- _BRIEF A_
Answer these questions about the passage on electromagnetic wave absorbers:
(i) What frequency range is the improved absorber meant to extend across?
(ii) In which direction are the dielectric constants to be reduced?
(iii) What kind of intermediary layers may be added, including air layers?
- _BRIEF B_
Rewrite the passage on electromagnetic wave absorbers, starting at "separating the permeability" and ending at "using one of the several dispersion techniques above.", using "intervening" in place of "intermediary".

- _PASSAGE PROVIDED_
It is therefore a problem in the art to achieve a desirable range of useful absorptive spectra with current multilayered, electromagnetic wave absorbers.

It is accordingly an object of the present invention to provide an improved layered broadband electromagnetic wave absorber with a broadened and enhanced useful absorptive spectrum.

It is another object of the invention to provide an improved multilayered electromagnetic wave absorber with an extended frequency range from under 30 Mhz up to 3 GHz and beyond to 18 GHz and above.

It is a further object of the invention to provide an improved multilayered, electromagnetic wave absorber with a broadened and enhanced useful absorptive spectrum above 1 GHz with different mu* spectra for the layer materials and magnetic loss dispersion spectra.

It is also an object of the invention to provide an improved multilayered, electromagnetic wave absorber with a broadened and enhanced useful absorptive spectrum above 1 GHz and "decoupling" of the layers, i.e., reducing of the inherent coupling effect between the adjacent layers, by one or more of the following ways:

increasing the relative wave impedances by staggering the permittivity spectra of the layers;

reducing the dielectric constants from the inside (against the ground reference) to the outside;

separating the permeability dispersion loss spectra in the frequency domain; or

adding intermediary layers of high relative wave impedance, including air layers.

It is an additional object of the invention to provide an improved multilayered, electromagnetic wave absorber with two ferrite layer implementations involving 30 MHz to 3 GHz absorbers using ferrites with different dispersion spectra and using one of the several dispersion techniques above.

It is an additional object of the invention to provide an improved multilayered, electromagnetic wave absorber with a number of two ferrite layer implementations of 30 MHz to 18 GHz absorbers using ferrites with well separated dispersion spectra and one of the several dispersion techniques above.

It is an additional object of the invention to provide an improved multilayered, electromagnetic wave absorber with a broadened and enhanced useful absorptive spectrum below 30 MHz where the coupling effects are small using the above techniques.

It is an additional object of the invention to provide an improved multilayered, electromagnetic wave absorber using a number of "smart materials", i.e., new ferri- and/or ferromagnetic materials as contemplated and synthesized in view of the desired or needed permeability and permittivity spectra, following the above rules of staggered magnetic dispersive loss spectra and/or the rules of decoupling of the successive layers of the absorbers.

- _DATA_
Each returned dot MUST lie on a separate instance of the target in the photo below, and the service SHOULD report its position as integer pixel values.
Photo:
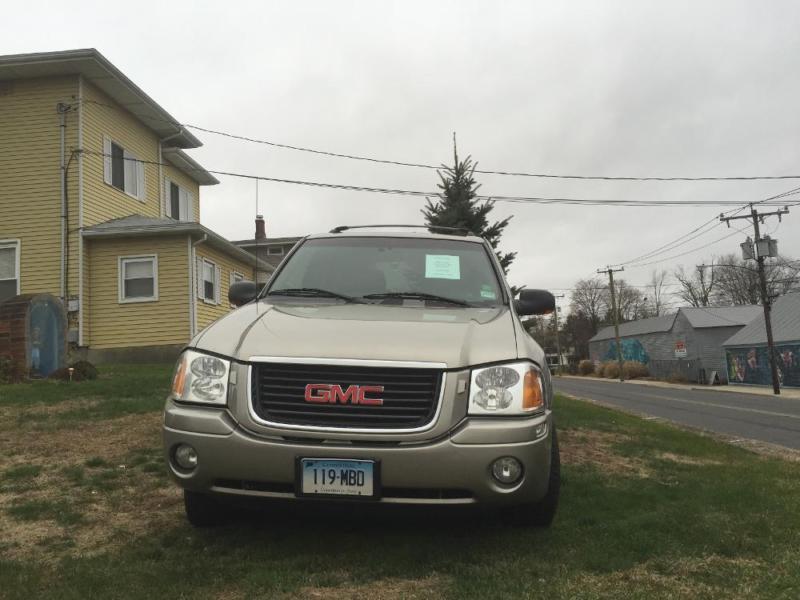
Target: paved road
(764, 418)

- _EXERCISE RESULT A_
(i) From under 30 MHz up to 3 GHz and beyond to 18 GHz and above.
(ii) From the inside (against the ground reference) to the outside.
(iii) Layers of high relative wave impedance.

- _EXERCISE RESULT B_
separating the permeability dispersion loss spectra in the frequency domain; or

adding intervening layers of high relative wave impedance, including air layers.

It is an additional object of the invention to provide an improved multilayered, electromagnetic wave absorber with two ferrite layer implementations involving 30 MHz to 3 GHz absorbers using ferrites with different dispersion spectra and using one of the several dispersion techniques above.